Text: Begin

Pharma roars onto the Cannes Pharma Lions podium, with Viatris winning Grand Prix and Biogen taking home Gold

With Viatris taking home the biggest prize at this year’s Cannes Pharma Lions award and Biogen winning Gold, pharma is making a comeback.

After a lackluster showing in 2024 extended a yearslong trend of similar outcomes, biopharmas may have had a chip on their shoulder coming into this year’s 72nd iteration of the Cannes Lions International Festival of Creativity. Held in the south of France after the film festival, the advertising awards festival kicked off Monday with the Pharma Lions awards, which saw pharmas return to the limelight with three of them boasting winning campaigns. For the past few years, digital and tech companies have outnumbered drugmakers on the winning podium. 

Viatris was the night’s big winner this time, taking home the Grand Prix award for its “Make Love Last - Bedroom” ad for erectile dysfunction med Viagra.

Over the soft piano-driven balled “Go Solo” by Tom Rosenthal, a couple intertwined in lovemaking is visible only in time-lapsed blurs. The two move across the bed in several different positions as the camera creeps closer before a white screen that reads “Make Love Last” takes over the screen, complete with a blue diamond representing the patented “little blue pill.”

Text: End
Dataset content: Begin

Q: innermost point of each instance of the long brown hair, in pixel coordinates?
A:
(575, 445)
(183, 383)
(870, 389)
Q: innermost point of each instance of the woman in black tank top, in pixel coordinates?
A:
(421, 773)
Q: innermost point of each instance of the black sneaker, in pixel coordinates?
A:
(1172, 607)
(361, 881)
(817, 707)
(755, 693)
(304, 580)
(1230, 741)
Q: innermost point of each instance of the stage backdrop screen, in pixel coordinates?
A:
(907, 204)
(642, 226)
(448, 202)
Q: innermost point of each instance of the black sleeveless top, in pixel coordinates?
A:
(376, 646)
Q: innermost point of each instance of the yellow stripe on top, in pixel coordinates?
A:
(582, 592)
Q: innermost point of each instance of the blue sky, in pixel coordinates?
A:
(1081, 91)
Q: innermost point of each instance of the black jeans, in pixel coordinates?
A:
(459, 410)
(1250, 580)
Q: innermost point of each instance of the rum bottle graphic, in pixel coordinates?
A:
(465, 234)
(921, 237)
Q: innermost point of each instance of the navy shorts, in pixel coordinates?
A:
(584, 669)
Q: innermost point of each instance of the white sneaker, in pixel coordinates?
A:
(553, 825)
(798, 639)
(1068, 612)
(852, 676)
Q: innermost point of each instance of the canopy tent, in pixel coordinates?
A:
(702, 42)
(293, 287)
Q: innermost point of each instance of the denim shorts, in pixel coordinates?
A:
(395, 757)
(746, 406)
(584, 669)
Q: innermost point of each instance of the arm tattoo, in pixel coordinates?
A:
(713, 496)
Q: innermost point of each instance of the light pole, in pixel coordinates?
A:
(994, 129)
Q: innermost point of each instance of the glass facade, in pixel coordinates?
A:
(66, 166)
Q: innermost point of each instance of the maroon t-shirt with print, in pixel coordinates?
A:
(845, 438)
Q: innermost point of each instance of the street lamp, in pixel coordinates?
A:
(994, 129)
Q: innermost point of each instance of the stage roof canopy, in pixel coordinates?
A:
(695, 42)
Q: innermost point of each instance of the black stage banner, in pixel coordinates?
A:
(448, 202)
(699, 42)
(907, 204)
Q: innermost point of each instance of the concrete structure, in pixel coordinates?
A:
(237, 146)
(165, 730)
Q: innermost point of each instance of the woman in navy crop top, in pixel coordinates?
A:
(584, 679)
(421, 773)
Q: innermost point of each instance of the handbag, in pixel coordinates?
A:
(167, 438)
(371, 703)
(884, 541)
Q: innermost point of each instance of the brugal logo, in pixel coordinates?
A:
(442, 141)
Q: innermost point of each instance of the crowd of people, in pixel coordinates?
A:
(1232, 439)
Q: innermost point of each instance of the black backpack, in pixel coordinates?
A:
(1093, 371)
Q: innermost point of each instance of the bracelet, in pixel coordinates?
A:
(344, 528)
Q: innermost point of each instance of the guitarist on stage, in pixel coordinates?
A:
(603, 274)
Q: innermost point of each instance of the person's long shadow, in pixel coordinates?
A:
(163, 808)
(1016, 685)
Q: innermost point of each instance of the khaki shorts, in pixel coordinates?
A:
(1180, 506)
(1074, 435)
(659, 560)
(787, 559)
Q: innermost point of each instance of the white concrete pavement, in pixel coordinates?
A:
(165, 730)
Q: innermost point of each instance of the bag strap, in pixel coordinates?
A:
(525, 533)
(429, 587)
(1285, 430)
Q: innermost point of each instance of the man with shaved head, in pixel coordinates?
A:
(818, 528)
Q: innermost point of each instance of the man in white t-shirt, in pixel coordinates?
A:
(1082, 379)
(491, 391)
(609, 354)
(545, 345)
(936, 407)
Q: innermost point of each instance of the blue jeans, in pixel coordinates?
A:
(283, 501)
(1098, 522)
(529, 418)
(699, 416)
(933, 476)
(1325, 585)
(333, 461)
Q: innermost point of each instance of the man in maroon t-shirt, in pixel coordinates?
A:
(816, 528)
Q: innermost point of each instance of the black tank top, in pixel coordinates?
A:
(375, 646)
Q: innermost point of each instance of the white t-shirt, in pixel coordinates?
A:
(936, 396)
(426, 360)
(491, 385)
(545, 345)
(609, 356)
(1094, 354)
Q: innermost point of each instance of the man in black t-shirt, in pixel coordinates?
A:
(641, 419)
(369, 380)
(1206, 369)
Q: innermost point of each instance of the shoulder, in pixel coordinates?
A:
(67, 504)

Dataset content: End

» Activity 1
In the text on the Cannes Pharma Lions awards, which ad won Viatris the Grand Prix?
» Activity 2
Summarize the text on the Cannes Pharma Lions awards in two sentences.

» Answer space 1
Viatris won the Grand Prix for its "Make Love Last - Bedroom" ad for the erectile dysfunction drug Viagra.

» Answer space 2
At this year's Cannes Pharma Lions awards, pharma companies returned to the limelight with three winning campaigns, including Viatris taking the Grand Prix and Biogen winning Gold. This followed several years in which digital and tech companies outnumbered drugmakers on the podium, and Viatris won for its "Make Love Last - Bedroom" ad for Viagra, which shows a couple only in time-lapsed blurs before a white screen reading "Make Love Last" appears.